◆ Records for this task:
========================================================================

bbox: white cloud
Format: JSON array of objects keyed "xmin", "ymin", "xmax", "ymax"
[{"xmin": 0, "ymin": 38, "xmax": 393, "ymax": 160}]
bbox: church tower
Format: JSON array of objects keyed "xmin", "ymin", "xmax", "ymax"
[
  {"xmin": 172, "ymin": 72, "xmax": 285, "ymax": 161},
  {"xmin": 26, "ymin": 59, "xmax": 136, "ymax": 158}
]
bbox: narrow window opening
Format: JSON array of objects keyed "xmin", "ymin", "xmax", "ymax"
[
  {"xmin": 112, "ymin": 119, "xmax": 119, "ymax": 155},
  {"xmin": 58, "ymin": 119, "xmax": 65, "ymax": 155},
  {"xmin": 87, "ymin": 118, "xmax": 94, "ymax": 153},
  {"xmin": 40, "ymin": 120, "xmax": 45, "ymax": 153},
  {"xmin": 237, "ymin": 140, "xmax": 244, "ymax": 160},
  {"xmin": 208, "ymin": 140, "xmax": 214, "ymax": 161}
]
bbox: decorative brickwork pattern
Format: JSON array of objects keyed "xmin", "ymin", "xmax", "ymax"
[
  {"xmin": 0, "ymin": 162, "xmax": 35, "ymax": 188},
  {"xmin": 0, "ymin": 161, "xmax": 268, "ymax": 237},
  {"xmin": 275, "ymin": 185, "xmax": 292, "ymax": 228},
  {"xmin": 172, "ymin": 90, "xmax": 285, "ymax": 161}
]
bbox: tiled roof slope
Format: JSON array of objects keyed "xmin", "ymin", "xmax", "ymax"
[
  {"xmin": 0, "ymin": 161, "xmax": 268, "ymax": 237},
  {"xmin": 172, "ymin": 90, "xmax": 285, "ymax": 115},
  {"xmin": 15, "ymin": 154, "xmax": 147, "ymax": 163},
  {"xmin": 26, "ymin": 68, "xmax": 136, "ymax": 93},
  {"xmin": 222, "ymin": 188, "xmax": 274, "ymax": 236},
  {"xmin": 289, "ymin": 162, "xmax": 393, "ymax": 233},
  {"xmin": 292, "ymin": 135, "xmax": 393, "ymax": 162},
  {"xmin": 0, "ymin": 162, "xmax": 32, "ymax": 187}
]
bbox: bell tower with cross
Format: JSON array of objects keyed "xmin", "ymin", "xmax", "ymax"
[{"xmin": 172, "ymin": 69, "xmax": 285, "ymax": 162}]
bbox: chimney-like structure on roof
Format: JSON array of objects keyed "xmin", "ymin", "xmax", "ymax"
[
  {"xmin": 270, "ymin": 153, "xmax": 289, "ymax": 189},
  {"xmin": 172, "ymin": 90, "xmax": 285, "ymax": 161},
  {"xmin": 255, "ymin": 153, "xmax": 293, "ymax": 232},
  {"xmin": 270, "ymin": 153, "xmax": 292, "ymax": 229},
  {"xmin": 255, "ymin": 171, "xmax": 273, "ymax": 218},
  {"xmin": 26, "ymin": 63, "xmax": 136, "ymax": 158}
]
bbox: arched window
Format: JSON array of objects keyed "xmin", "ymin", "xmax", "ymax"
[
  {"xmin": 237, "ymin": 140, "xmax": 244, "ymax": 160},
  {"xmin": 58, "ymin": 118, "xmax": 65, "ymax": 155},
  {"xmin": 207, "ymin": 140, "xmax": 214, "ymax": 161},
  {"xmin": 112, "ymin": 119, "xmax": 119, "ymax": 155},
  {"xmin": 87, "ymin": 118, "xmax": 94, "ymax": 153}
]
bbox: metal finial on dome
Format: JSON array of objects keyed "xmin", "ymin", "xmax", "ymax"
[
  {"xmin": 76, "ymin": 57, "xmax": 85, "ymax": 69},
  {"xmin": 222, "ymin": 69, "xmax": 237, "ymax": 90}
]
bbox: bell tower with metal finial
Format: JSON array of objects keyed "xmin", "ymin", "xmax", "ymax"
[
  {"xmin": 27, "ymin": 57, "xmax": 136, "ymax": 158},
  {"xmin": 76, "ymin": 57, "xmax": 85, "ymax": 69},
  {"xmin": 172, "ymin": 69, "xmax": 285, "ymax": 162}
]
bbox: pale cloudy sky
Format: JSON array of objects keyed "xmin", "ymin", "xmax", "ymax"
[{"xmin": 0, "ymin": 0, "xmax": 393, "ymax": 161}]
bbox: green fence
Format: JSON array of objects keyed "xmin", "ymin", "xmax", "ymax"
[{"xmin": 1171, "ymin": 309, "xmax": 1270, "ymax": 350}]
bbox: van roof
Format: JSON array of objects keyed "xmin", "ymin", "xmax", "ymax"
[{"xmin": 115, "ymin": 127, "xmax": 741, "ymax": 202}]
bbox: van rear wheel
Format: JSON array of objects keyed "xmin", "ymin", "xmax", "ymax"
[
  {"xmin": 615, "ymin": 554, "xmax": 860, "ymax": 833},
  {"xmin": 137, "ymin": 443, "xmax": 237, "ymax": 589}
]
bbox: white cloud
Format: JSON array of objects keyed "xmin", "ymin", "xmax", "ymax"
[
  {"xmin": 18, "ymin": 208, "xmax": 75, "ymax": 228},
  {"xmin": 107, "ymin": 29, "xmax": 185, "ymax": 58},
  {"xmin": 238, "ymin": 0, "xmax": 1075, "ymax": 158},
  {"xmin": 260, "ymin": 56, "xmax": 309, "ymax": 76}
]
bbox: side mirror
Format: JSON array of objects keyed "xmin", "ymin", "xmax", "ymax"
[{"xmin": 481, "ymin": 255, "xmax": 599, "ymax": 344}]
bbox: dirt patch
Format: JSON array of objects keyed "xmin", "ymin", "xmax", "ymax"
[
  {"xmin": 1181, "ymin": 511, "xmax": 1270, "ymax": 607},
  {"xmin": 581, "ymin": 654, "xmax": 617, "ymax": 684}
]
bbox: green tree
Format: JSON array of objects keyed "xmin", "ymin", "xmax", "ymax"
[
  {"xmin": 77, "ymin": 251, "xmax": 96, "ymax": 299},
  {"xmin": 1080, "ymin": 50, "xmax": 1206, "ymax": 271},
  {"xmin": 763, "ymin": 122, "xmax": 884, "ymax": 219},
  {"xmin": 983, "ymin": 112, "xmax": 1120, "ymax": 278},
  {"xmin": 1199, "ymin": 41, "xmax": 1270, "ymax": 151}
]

========================================================================

◆ Task objective: Show every line of the items above that contains the word "finial", treating uppercase and lowercase letters as different.

◆ Complete response:
bbox: metal finial on dome
bbox: bell tower with metal finial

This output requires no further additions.